→ Task description: Below are entries; output exactly the lines from the one with "of the pink" to the one with "of the green", both included, and nothing else.

→ Input data:
:::::

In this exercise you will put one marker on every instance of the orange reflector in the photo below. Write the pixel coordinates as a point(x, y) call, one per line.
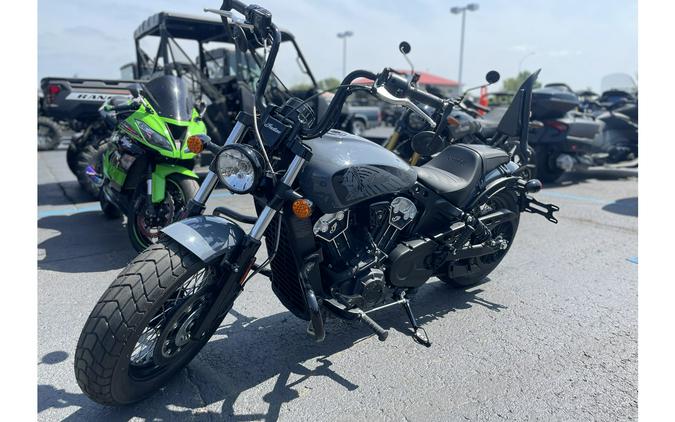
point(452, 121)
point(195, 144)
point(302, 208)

:::::

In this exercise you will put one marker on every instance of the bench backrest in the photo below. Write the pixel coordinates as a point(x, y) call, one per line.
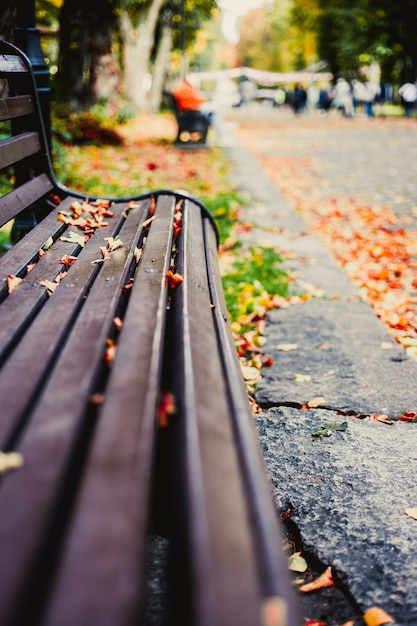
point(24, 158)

:::::

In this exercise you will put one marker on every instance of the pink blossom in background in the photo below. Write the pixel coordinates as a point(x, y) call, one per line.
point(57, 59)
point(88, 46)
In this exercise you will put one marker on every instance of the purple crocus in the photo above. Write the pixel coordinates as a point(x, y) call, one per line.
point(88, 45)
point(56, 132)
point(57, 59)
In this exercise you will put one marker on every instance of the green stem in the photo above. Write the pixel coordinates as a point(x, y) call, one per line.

:::::

→ Response area:
In this exercise you will put one marker on every instance of the pink blossom in background in the photo below. Write the pixel coordinates as a point(x, y) call, one per line.
point(57, 59)
point(88, 46)
In this exercise you will put one marker on every instance of the purple crocus in the photo above. Write the pixel coordinates as a point(x, y) call, one per line.
point(88, 45)
point(56, 132)
point(57, 59)
In this exercise you will put one marker on every instance of the green stem in the photo above. Write the pixel coordinates as a point(x, y) call, one per line.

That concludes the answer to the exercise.